• **Exercise instructions**
Reproduce the listing below word for word, leaving out the pictures.

• **Provided records**
↓↓↓

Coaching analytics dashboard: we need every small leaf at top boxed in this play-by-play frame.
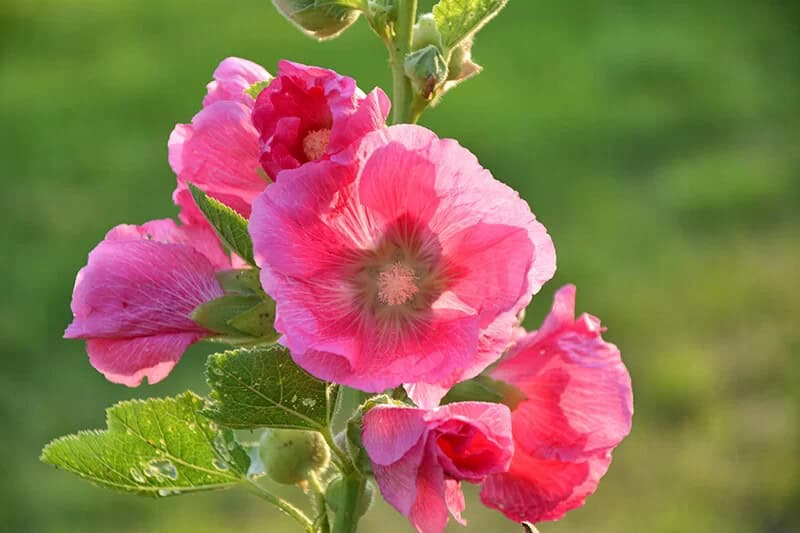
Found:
[189,183,256,265]
[433,0,508,49]
[244,77,272,100]
[203,345,337,430]
[41,392,250,497]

↑↑↑

• **Solution to the exercise**
Coaching analytics dashboard: we need every small leaf at top boxed in this play-by-play frame.
Found:
[189,183,256,265]
[433,0,508,49]
[244,77,272,100]
[203,345,337,430]
[41,392,250,497]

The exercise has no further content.